* EJERCICIO BREVE 1
Según la sección del documento, ¿cuándo se dio el breve apostólico Ambulate in dilectione?

* SECCIÓN DEL DOCUMENTO
«Nuestro corazón, inflamado por la gracia de Dios, arde en deseos de no regatear esfuerzo para unir a quienes han sido llamados a perseverar en la unidad por haber sido incorporados a Cristo». Estas bellas palabras de san Pablo VI se encuentran en su breve apostólico Ambulate in dilectione, dado la víspera de la clausura formal del Concilio Vaticano II, en 1965. Aunque haya pasado algo desapercibido entre los grandes documentos dados por el concilio, no carece de importancia ni para la historia de la Iglesia ni para la Iglesia de hoy. Lo comprenderemos, como de costumbre, si recurrimos a la historia.

* EJERCICIO BREVE 2
Transcribe como lista numerada las líneas del listado que van desde la que contiene "Where can the red stop" hasta la que contiene "point(383, 585)", ambas incluidas, omitiendo las líneas en blanco.

* LISTADO DE DATOS
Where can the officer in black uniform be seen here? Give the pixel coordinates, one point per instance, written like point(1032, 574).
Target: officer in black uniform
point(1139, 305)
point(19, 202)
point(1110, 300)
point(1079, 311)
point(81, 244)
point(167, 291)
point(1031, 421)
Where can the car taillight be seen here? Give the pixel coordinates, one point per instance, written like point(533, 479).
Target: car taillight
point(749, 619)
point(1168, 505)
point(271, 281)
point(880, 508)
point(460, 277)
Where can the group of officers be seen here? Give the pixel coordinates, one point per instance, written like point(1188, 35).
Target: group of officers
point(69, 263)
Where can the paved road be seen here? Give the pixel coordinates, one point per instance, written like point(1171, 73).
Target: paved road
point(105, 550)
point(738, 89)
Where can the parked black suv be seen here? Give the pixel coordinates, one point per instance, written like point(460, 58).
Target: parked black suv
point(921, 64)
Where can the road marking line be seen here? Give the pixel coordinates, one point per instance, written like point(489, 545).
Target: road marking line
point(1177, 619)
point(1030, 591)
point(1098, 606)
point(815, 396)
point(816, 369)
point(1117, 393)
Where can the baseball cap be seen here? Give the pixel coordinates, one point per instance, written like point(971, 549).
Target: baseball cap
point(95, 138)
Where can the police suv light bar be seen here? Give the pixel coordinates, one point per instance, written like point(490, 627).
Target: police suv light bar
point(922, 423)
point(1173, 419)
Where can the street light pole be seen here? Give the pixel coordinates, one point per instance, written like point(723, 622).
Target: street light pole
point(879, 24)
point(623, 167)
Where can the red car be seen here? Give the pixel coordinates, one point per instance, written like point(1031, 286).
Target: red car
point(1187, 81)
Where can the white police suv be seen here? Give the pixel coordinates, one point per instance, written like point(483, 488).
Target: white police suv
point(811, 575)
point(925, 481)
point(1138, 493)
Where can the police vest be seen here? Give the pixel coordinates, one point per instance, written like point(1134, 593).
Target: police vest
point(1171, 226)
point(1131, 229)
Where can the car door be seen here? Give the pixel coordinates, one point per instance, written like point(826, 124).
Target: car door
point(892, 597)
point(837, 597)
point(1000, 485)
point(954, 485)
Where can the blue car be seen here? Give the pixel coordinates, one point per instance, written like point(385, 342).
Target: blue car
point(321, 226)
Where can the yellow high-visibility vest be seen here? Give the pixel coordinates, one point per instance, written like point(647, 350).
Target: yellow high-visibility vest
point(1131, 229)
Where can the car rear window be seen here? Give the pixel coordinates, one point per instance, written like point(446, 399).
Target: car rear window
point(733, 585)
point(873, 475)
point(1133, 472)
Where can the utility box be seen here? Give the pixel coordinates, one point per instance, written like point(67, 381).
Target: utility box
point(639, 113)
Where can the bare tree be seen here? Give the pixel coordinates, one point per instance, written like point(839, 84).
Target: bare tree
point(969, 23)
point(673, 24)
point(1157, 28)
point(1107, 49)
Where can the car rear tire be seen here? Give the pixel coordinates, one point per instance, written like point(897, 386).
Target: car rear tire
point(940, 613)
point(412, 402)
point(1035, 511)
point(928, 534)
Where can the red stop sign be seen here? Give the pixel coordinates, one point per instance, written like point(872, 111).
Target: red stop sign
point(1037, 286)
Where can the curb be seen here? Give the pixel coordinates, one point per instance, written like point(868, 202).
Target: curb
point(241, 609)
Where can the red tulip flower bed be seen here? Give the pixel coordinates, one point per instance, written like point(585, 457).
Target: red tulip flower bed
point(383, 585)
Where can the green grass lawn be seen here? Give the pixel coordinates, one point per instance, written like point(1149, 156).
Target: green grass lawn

* RESPUESTA ESCRITA 1
En 1965, la víspera de la clausura formal del Concilio Vaticano II.

* RESPUESTA ESCRITA 2
1. Where can the red stop sign be seen here? Give the pixel coordinates, one point per instance, written like point(872, 111).
2. Target: red stop sign
3. point(1037, 286)
4. Where can the curb be seen here? Give the pixel coordinates, one point per instance, written like point(868, 202).
5. Target: curb
6. point(241, 609)
7. Where can the red tulip flower bed be seen here? Give the pixel coordinates, one point per instance, written like point(585, 457).
8. Target: red tulip flower bed
9. point(383, 585)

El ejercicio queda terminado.